> [Task]:
Please pull out every line of the entries below that contains the string "autumn", copying each one in full. Matching is case-sensitive.

> [Data]:
****************

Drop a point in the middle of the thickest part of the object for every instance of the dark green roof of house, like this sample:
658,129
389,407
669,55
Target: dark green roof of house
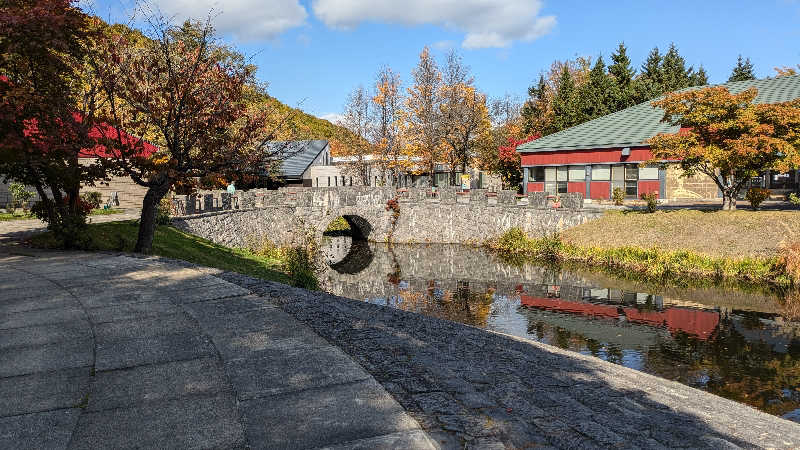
633,126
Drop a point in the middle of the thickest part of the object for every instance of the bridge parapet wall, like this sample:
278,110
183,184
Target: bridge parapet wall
356,196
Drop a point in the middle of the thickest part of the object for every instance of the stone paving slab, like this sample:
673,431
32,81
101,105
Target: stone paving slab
43,391
109,351
44,430
41,317
203,422
469,388
45,334
45,358
325,416
152,350
157,382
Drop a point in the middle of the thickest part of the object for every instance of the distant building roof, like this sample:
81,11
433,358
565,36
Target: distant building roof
633,126
301,155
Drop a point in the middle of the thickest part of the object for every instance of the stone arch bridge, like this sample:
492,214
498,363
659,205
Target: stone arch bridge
283,216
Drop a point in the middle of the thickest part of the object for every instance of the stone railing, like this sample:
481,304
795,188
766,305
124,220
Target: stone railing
213,201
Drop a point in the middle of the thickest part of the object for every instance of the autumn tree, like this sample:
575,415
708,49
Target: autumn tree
623,75
728,137
465,116
387,129
185,88
48,112
355,145
422,113
742,71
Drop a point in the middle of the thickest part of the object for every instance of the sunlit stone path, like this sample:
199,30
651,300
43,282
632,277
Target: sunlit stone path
105,351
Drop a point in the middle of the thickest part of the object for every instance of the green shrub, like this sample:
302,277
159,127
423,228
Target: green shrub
756,196
93,198
618,196
164,212
19,195
652,201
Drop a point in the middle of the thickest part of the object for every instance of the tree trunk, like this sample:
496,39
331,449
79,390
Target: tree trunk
147,222
729,201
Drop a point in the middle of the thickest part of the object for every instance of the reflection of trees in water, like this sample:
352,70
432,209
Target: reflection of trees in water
459,305
731,366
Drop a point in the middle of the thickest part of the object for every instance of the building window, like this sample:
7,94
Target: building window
648,173
601,173
631,189
536,174
577,173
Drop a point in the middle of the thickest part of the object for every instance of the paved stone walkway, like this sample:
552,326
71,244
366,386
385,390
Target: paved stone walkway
472,388
16,230
103,351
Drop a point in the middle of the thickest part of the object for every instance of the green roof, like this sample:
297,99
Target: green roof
631,127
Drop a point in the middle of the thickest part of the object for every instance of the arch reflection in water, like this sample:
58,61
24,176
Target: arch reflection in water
732,343
345,245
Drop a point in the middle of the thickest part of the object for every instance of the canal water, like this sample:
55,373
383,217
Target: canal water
734,344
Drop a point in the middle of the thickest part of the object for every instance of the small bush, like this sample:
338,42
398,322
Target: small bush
756,196
652,201
618,196
19,195
164,212
790,259
92,198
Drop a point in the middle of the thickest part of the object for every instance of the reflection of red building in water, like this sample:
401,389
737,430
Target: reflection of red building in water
692,321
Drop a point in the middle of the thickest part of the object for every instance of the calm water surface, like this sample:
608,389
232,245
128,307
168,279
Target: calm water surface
731,343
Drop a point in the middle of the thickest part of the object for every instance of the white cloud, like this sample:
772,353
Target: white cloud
245,19
334,118
487,23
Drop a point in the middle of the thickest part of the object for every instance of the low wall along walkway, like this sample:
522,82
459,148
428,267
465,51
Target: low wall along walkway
444,217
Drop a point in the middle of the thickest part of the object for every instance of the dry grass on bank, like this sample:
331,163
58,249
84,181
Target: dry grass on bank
725,234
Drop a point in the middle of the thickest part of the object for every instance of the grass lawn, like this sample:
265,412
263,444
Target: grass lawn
105,212
722,234
173,243
4,217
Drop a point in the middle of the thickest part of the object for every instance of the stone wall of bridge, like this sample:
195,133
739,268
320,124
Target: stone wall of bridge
425,217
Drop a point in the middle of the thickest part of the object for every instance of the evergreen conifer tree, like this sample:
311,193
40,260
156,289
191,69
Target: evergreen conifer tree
534,112
623,94
565,111
743,70
698,78
596,95
674,71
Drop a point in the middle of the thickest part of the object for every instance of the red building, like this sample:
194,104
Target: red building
596,157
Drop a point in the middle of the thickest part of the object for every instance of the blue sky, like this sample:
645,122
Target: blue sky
314,52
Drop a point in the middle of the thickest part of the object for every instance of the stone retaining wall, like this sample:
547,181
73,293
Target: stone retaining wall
447,217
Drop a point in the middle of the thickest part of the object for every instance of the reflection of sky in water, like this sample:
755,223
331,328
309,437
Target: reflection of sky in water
746,356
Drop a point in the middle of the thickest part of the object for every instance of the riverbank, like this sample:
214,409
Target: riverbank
172,243
752,249
473,388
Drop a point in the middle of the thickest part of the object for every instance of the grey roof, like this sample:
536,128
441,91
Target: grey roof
633,126
299,155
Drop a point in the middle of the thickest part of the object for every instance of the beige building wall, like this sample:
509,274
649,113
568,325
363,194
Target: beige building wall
697,187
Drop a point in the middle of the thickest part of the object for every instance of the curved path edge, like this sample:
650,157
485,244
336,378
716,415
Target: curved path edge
112,351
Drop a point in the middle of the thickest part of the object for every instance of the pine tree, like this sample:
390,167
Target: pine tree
595,96
743,70
622,90
565,111
652,66
674,70
534,113
698,78
621,69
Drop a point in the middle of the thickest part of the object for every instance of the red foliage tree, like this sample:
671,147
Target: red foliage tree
48,111
509,166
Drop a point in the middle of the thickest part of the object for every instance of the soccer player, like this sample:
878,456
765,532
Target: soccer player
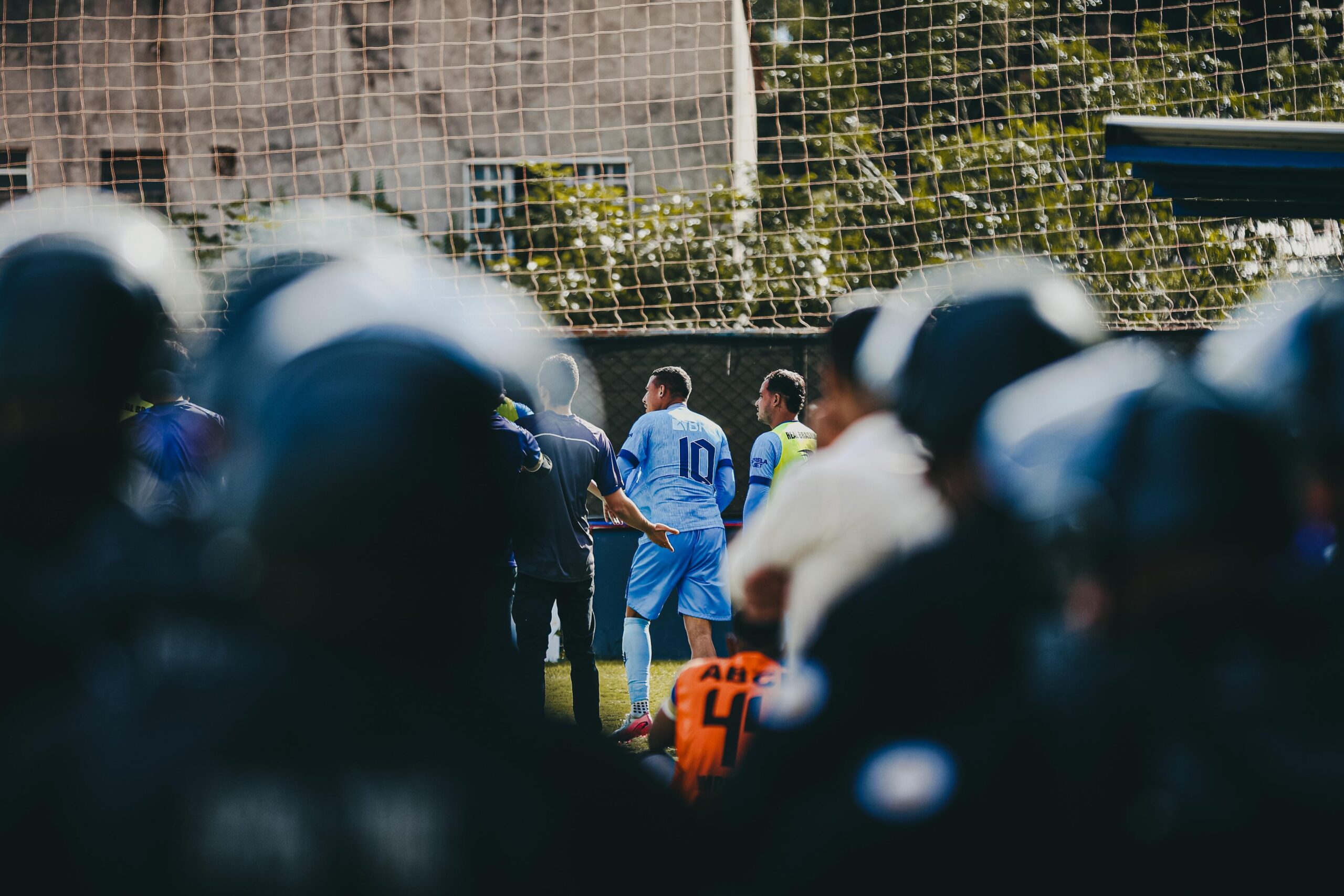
508,409
553,543
514,452
716,708
783,395
686,480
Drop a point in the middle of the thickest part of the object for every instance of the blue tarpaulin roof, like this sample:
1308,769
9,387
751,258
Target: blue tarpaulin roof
1235,168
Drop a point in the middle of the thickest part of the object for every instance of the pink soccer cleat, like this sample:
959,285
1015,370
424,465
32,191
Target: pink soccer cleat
634,727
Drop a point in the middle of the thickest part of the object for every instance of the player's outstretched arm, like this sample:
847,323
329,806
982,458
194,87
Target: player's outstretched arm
623,508
663,733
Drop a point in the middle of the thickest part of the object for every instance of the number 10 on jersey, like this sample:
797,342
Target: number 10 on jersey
691,456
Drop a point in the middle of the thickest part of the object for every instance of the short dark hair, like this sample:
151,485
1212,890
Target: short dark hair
560,376
790,386
846,338
495,387
675,379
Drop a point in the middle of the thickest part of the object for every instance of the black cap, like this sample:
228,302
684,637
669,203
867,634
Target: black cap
1289,370
980,336
75,321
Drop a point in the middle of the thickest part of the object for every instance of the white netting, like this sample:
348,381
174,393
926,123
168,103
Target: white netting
643,163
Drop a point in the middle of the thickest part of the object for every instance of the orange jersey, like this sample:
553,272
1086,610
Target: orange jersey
717,704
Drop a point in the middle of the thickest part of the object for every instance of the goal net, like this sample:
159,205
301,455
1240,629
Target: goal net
683,163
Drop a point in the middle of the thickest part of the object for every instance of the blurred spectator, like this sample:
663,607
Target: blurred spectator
913,696
781,398
511,452
339,745
716,708
78,330
175,446
508,409
553,543
853,505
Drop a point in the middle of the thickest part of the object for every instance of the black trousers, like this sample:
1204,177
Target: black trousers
533,601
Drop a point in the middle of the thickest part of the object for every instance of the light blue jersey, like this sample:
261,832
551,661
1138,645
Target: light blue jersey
678,469
772,455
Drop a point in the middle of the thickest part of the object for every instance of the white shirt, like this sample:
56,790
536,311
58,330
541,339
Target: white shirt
835,519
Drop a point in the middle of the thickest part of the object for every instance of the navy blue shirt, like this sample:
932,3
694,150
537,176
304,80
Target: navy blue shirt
551,536
514,449
175,448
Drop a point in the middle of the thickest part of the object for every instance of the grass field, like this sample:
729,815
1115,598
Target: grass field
616,699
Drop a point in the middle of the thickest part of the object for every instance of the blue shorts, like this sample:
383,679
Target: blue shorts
694,570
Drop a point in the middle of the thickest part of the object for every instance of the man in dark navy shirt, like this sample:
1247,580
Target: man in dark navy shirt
514,453
553,542
174,445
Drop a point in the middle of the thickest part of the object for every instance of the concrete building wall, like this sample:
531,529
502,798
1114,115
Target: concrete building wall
311,93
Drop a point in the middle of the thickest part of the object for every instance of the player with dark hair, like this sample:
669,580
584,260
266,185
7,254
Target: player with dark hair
716,708
783,397
862,500
676,468
553,543
174,445
508,409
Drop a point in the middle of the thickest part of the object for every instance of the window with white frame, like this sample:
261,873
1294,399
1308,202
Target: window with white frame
496,188
15,175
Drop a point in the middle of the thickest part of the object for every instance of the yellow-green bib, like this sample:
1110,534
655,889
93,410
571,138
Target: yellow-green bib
796,441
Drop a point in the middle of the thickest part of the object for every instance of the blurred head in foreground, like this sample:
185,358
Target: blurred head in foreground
844,398
985,330
85,284
358,395
1162,493
1290,371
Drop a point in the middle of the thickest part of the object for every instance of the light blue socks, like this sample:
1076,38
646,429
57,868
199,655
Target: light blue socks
636,649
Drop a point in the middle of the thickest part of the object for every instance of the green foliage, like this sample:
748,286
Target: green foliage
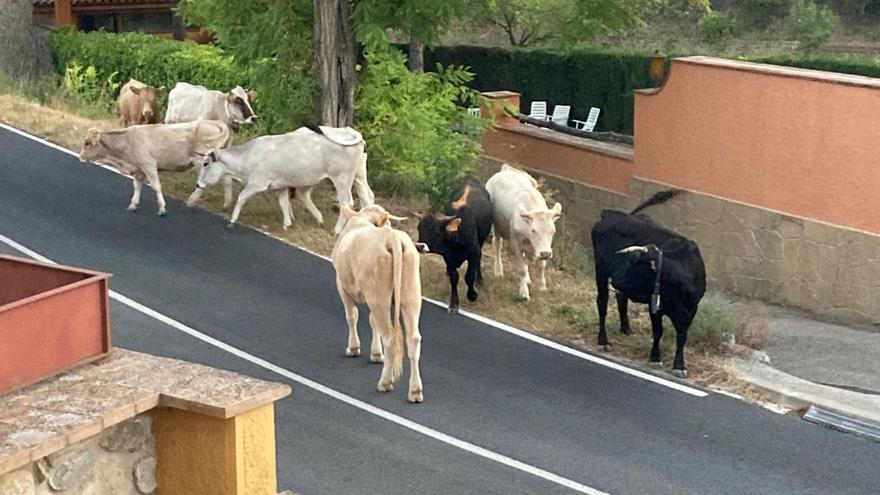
811,24
717,28
582,78
420,141
761,13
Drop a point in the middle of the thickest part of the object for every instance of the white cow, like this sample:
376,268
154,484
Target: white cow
144,150
299,160
188,102
379,266
522,217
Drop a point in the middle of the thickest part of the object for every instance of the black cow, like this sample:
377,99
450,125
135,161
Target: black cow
648,264
459,235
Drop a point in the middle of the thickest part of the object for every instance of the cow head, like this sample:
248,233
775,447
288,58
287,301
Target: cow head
238,106
540,227
436,230
92,146
211,169
148,96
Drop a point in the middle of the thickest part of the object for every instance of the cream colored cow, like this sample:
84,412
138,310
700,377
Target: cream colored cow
379,266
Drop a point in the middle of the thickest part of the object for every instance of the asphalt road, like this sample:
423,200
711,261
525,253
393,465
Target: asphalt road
571,424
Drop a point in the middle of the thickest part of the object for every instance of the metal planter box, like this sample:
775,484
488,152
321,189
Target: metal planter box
52,318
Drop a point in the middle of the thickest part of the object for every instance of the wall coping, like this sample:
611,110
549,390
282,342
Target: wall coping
48,416
770,70
614,150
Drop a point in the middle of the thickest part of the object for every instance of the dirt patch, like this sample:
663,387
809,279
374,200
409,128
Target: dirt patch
565,313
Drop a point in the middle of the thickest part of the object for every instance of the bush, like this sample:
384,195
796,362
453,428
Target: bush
717,28
761,13
811,24
582,78
421,143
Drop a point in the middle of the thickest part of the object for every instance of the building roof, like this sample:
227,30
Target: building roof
75,3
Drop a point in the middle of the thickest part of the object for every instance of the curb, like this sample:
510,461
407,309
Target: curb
798,393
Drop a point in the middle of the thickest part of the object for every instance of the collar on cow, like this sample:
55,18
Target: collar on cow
655,297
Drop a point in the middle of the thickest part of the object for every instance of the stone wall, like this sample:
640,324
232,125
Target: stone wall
121,460
749,251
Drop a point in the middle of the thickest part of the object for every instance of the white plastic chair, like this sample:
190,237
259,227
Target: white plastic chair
538,110
589,124
560,114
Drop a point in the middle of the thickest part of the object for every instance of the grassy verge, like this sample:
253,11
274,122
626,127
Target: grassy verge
565,313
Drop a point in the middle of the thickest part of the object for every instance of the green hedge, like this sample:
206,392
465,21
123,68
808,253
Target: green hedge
152,60
581,78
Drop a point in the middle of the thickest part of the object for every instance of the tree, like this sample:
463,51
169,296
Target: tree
535,21
18,55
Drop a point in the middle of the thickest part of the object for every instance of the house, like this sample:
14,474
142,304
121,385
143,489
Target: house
150,16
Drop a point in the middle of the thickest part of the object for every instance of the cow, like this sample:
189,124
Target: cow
144,150
378,266
298,160
137,103
648,264
188,102
459,235
522,217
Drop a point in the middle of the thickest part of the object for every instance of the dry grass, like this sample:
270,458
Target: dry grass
565,313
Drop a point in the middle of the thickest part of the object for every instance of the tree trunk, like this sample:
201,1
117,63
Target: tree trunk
416,61
336,53
18,55
178,23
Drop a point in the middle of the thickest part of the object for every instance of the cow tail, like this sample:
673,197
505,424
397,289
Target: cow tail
397,331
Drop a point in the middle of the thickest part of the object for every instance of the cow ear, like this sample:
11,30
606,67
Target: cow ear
453,225
348,212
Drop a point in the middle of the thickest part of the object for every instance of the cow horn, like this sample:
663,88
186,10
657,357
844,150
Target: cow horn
634,249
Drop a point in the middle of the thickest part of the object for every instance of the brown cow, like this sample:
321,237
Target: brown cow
379,266
137,103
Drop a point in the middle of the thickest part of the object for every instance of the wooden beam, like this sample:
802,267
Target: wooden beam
63,13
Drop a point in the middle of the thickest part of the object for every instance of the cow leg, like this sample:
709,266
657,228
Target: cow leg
414,349
452,273
343,196
623,312
380,321
471,276
657,331
681,324
227,191
497,242
602,307
152,175
284,203
351,315
247,193
542,267
304,194
526,278
137,183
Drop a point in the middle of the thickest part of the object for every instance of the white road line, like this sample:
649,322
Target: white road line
394,418
482,319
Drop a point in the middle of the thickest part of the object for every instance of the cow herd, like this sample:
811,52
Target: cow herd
376,264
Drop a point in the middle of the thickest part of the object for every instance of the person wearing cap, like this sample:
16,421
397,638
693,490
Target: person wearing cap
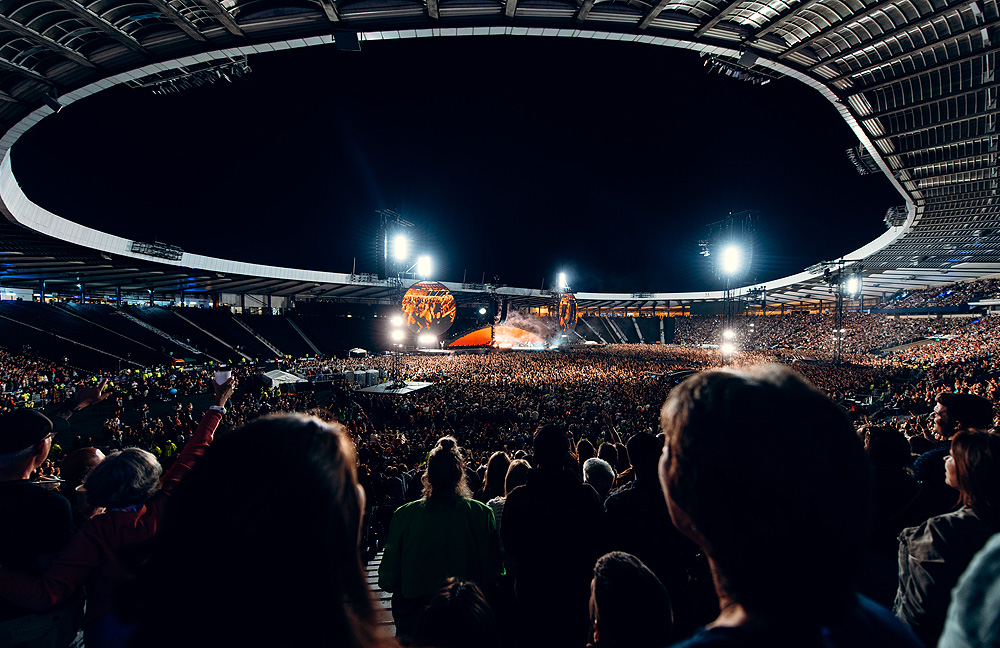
36,524
108,548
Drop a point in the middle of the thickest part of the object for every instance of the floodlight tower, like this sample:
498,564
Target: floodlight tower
730,246
845,283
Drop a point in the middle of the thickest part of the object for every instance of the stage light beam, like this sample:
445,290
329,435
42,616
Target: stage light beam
424,266
731,261
400,247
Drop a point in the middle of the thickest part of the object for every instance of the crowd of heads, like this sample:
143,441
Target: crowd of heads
761,467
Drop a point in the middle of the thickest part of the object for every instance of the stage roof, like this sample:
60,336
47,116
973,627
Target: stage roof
915,79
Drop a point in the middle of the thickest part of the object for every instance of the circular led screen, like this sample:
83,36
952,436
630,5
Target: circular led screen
567,312
429,307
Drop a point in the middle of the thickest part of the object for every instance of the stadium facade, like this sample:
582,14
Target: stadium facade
915,80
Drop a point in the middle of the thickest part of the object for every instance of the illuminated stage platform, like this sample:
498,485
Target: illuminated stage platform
386,388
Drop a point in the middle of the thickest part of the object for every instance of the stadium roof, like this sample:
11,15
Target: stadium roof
915,80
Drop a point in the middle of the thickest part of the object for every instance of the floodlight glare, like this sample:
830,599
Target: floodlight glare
400,247
731,260
424,266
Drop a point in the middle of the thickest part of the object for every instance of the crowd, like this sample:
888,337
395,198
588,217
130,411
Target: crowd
862,332
954,294
528,479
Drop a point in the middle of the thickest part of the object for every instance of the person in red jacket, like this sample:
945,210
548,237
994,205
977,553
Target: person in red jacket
107,550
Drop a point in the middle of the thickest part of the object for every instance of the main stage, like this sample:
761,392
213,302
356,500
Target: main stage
408,387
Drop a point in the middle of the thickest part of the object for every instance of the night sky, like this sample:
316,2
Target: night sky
517,157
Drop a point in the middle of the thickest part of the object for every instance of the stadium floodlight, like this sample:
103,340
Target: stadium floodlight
424,266
852,286
731,260
400,247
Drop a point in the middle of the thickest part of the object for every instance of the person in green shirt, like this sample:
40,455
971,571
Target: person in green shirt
442,535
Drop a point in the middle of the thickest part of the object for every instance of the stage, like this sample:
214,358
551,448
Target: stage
387,388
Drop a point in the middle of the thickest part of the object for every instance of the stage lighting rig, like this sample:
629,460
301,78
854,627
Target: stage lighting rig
862,160
742,69
195,75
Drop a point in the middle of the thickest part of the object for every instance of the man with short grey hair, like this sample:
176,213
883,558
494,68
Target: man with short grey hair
36,523
599,474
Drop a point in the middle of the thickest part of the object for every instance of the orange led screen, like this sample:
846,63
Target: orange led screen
428,307
567,312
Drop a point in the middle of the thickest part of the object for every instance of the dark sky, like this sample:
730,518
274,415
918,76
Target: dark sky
517,157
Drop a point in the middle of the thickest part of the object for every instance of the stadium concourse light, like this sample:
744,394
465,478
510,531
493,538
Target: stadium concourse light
853,286
424,266
400,247
731,261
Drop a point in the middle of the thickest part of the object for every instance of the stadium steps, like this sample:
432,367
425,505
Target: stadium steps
214,337
221,323
383,599
616,333
626,329
307,340
113,320
650,329
260,338
164,335
132,341
594,331
278,331
50,345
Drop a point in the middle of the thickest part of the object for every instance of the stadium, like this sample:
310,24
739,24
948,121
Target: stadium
119,341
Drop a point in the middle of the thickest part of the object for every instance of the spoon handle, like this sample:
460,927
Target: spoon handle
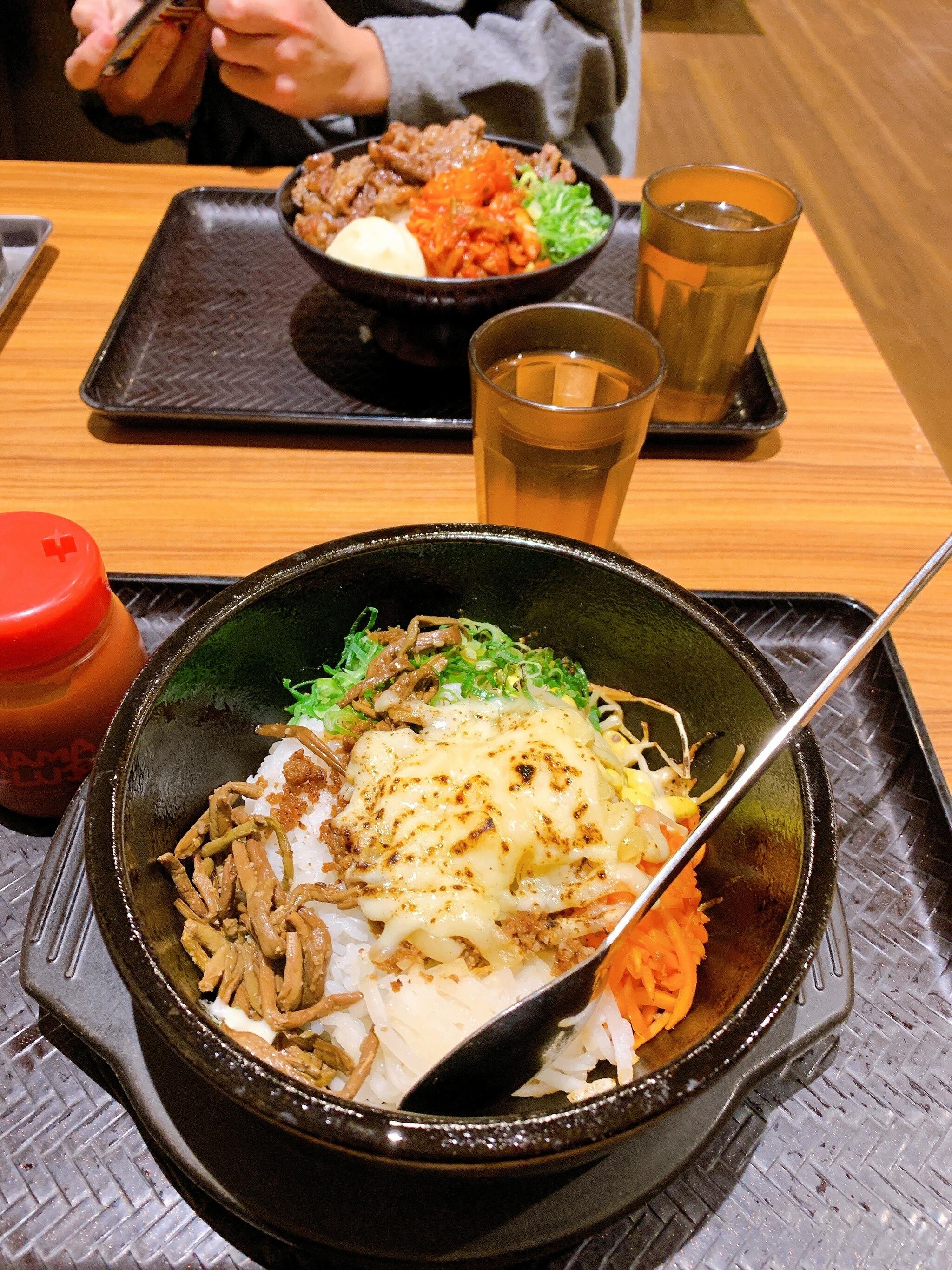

****************

> [The completed task]:
Drop a point in the middle of the thickest part of the object for every instance of the autumn tree, like this sample:
Target: autumn tree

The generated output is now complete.